ITALIA
Il femminismo neoliberale e performativo serve solo a se stesso
L’articolo di Lucarelli in cui ha pubblicato la chat “fascistelle” ha fatto partire la caccia alle streghe. La questione non sono semplicemente i social, ma un femminismo neoliberale e performativo che parte da sé per parlare solo di sé
La pubblicazione delle chat di Vagnoli&co da parte di Lucarelli in un articolo sul “Fatto Quotidiano” ha sollevato infuriate discussioni. Bisogna mettere subito le cose in chiaro: questo è uno scontro di audience, click, followers e case editrici e ha poco a che fare con i temi del femminismo.
L’articolo di Lucarelli non è un articolo, è un regolamento di conti. Purtroppo non è la prima volta che dei giornali italiani pubblicano chat con il solo scopo di ridicolizzare e annientare chi è al centro di un’inchiesta. Uno dei casi più emblematici sono state le chat del centro sociale Askatasuna spiattellate da La Stampa per settimane in prima pagina con illazioni e dietrologie sulle singole persone del collettivo.
Ma si fa lo stesso nelle storie di femminicidi di giovani donne, raccontate come podcast di true crime dai giornali, con chat personali assolutamente prive di interesse pubblicate ovunque.
━━━━━━━━━━━━━━━━━━━━
• Parti dell'esercizio
1. Nel testo sul femminismo neoliberale, quale giornale ha pubblicato per settimane in prima pagina le chat del centro sociale Askatasuna?
2. Riprendi il testo sul femminismo neoliberale e proseguilo dopo la sua ultima frase.

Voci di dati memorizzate
━━━━━━━━━━━━━━━━━━━━
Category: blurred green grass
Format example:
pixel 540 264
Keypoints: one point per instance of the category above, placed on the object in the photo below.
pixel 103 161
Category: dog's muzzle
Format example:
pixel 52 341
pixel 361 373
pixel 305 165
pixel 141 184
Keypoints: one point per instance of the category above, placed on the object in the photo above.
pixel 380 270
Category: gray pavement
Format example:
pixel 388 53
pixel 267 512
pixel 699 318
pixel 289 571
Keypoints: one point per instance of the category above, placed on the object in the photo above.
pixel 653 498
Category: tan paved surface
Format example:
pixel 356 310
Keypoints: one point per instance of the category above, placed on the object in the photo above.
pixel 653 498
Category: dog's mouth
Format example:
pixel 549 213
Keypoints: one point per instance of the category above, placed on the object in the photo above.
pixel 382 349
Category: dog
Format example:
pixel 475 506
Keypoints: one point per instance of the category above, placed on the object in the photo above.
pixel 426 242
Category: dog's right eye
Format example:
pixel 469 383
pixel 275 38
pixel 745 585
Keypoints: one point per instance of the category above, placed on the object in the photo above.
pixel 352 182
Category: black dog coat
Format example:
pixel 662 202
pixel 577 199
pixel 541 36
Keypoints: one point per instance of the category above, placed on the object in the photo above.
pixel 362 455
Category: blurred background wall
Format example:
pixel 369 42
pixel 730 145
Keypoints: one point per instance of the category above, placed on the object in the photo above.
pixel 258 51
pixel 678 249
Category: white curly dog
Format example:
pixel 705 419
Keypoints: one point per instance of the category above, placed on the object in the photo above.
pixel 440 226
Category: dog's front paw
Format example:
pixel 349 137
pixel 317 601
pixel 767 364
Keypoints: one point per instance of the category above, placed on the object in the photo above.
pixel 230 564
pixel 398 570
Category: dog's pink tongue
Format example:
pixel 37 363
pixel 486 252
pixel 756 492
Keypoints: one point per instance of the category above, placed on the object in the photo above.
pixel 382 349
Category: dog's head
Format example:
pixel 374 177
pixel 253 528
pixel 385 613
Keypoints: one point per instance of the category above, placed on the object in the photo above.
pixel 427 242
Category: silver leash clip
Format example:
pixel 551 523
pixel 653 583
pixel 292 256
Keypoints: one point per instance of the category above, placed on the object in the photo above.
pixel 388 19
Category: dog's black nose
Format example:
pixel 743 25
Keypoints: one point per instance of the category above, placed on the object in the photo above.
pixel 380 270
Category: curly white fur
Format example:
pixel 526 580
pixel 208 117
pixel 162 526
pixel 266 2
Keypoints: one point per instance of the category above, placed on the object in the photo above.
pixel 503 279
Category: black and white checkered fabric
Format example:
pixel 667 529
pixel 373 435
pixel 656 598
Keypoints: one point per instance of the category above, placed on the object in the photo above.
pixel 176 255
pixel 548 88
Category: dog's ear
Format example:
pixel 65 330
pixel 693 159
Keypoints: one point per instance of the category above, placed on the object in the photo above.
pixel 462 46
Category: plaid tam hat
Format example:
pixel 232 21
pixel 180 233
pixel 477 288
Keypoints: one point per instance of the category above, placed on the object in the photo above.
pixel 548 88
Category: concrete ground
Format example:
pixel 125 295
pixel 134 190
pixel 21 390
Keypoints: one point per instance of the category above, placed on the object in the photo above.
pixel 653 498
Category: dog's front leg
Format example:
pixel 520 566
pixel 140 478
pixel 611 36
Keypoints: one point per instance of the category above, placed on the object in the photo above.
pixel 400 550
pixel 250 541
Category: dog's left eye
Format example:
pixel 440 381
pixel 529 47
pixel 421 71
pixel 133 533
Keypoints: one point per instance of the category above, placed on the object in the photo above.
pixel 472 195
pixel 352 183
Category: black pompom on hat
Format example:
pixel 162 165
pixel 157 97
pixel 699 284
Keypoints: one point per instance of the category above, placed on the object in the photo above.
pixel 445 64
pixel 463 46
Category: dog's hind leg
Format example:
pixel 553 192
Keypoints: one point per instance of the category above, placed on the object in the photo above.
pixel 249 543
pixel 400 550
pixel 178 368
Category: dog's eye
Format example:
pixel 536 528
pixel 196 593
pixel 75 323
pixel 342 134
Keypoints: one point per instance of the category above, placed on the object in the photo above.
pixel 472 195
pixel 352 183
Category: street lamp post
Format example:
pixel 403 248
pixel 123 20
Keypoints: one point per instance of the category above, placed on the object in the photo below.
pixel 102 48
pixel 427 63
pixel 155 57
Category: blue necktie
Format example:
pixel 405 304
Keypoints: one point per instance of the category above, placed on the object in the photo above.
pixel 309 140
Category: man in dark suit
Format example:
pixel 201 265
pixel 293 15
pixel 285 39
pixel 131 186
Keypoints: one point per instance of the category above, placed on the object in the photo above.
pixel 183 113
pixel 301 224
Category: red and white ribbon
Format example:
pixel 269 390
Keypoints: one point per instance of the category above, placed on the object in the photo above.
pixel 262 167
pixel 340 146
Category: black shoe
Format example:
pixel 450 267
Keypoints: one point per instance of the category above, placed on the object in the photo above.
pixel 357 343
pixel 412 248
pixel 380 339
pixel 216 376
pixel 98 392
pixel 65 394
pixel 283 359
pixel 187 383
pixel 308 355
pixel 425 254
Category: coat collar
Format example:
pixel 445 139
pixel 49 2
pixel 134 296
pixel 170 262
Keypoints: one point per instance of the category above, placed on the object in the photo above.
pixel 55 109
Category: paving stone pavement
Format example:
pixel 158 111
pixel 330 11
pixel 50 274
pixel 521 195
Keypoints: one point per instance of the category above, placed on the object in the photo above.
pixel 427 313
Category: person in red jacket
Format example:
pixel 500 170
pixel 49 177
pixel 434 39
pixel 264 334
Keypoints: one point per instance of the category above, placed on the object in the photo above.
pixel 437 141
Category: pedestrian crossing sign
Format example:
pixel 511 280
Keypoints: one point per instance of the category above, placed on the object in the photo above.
━━━━━━━━━━━━━━━━━━━━
• Risposte per consegna
1. La Stampa.

2.
Quindi, no, non è Lucarelli ad aver iniziato questa triste metodologia di lavoro del giornalismo italiano e purtroppo non sarà nemmeno l’ultima. È certo, però, che con quell’articolo Lucarelli si è riposizionata, e non credo sia un caso che nei giorni seguenti sia uscita con una puntata del suo podcast sulla Palestina e ora lancia un nuovo progetto di podcast di inchiesta prodotto dalla sua società Boutade Media. Un’ottima strategia di business.
E poi arriviamo alla chat “fascistelle”. Tutte abbiamo chat private imbarazzanti dove commentiamo con le nostre amiche e amici gli eventi del mondo, da San Remo alla guerra. E gli insulti nelle chat private sono parte di un gioco, un modo per ridere, e un modo per togliere potere alla persona che insultiamo. Quindi vi prego basta con questi articoli perbenisti sul problema che sia stato insultato Mattarella!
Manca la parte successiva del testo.